:: Entries

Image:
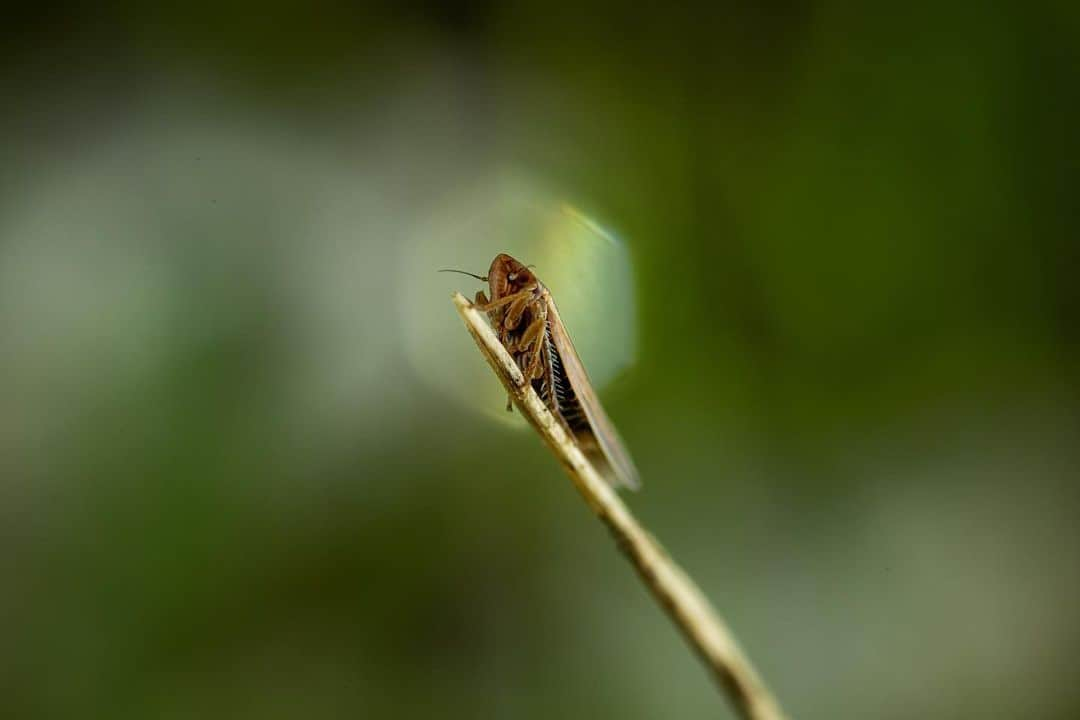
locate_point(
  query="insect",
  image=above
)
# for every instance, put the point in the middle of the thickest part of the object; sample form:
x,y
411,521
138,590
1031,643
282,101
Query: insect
x,y
527,322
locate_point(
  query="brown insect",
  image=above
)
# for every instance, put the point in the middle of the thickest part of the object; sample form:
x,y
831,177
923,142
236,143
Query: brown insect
x,y
527,322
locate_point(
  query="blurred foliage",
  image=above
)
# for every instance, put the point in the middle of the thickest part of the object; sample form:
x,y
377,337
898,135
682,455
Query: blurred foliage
x,y
226,492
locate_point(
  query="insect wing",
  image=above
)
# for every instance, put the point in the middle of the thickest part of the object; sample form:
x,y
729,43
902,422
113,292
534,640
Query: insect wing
x,y
605,438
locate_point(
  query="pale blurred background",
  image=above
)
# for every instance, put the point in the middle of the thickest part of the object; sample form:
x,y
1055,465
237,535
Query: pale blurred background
x,y
834,307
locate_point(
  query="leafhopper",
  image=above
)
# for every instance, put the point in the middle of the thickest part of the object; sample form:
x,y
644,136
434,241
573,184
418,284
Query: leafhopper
x,y
527,322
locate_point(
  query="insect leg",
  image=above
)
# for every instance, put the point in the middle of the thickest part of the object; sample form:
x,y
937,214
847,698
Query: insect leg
x,y
505,300
531,334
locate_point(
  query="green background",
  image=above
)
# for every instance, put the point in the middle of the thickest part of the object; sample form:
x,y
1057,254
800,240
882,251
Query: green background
x,y
225,491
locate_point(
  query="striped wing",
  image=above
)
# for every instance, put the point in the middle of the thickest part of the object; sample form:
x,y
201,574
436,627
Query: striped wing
x,y
581,408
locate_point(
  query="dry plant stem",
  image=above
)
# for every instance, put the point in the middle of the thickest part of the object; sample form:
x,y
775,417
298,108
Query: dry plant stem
x,y
674,591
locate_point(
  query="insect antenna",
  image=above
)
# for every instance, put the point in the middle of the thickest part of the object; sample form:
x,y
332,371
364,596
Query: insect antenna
x,y
480,277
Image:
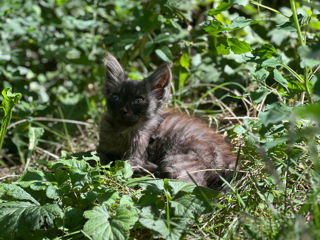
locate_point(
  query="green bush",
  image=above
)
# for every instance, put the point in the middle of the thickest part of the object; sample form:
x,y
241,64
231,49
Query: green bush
x,y
251,67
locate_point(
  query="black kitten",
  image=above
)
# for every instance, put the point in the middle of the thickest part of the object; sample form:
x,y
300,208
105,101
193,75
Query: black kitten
x,y
163,141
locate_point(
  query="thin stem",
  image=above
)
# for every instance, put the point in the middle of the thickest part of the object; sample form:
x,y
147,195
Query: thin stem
x,y
302,43
296,22
266,7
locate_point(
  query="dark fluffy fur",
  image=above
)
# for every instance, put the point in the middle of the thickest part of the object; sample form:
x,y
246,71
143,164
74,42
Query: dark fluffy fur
x,y
163,141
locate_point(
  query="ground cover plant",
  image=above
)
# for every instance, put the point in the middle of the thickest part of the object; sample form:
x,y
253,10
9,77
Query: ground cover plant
x,y
249,68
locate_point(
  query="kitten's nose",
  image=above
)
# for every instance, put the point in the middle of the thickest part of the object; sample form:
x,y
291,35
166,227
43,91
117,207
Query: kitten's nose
x,y
123,111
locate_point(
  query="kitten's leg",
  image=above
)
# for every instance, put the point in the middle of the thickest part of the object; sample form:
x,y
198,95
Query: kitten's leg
x,y
176,167
142,167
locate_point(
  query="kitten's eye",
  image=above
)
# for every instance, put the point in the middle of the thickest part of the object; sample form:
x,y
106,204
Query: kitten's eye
x,y
115,98
138,100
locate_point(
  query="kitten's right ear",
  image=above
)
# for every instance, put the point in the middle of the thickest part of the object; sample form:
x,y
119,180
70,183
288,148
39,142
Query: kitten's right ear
x,y
114,72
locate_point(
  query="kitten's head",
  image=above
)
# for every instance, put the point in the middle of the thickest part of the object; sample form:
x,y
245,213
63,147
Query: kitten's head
x,y
130,102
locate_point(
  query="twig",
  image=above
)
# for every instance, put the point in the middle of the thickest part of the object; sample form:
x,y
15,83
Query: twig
x,y
47,152
9,176
240,118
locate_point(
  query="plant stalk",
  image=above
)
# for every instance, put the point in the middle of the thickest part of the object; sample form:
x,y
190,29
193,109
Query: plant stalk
x,y
302,42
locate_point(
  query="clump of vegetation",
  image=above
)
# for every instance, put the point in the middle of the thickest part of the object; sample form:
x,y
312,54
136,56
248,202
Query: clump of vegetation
x,y
250,67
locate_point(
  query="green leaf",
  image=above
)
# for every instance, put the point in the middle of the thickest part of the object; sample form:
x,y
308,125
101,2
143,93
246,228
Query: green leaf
x,y
279,78
309,111
310,56
165,54
34,135
237,46
9,100
103,224
14,192
275,113
185,60
272,62
222,46
265,52
21,220
222,7
261,75
258,95
213,27
240,22
121,170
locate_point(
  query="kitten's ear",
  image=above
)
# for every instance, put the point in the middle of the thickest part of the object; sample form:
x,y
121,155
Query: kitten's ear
x,y
114,72
159,82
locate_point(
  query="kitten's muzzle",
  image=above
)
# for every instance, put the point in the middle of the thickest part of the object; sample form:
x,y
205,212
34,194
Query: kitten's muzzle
x,y
124,111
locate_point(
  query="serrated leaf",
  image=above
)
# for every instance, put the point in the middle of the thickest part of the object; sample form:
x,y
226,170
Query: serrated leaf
x,y
279,78
237,46
9,101
185,60
309,111
222,46
21,220
189,206
121,170
213,27
103,225
261,75
223,6
310,56
271,62
34,135
240,22
258,95
165,54
265,52
274,114
13,192
151,219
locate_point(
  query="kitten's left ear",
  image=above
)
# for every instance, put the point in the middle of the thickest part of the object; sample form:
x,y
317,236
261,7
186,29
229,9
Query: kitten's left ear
x,y
159,82
114,72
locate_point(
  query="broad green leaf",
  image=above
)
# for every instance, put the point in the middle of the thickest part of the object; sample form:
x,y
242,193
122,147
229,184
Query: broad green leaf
x,y
309,111
164,37
147,48
222,46
237,46
241,2
165,54
261,75
21,220
310,56
240,22
213,27
279,78
185,60
13,192
271,62
189,206
121,169
114,225
222,7
274,114
265,52
275,142
258,95
152,219
9,100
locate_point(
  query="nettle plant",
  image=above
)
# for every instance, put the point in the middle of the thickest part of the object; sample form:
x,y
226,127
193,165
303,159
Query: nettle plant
x,y
70,199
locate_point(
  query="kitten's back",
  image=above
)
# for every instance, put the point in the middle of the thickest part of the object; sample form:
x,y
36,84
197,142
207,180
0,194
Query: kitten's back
x,y
184,143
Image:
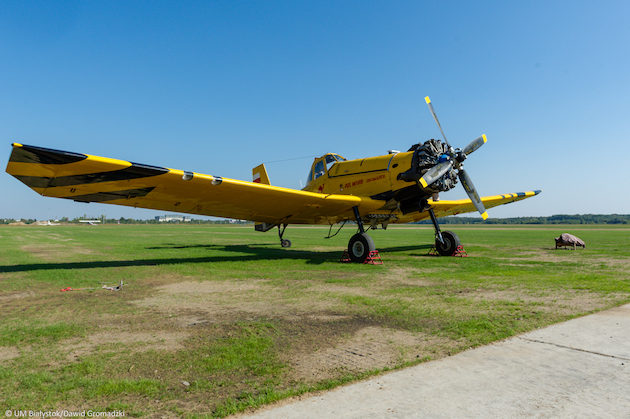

::::

§ **Stated task**:
State how many lines above contain the word "black". Give only the number.

§ **Final result**:
2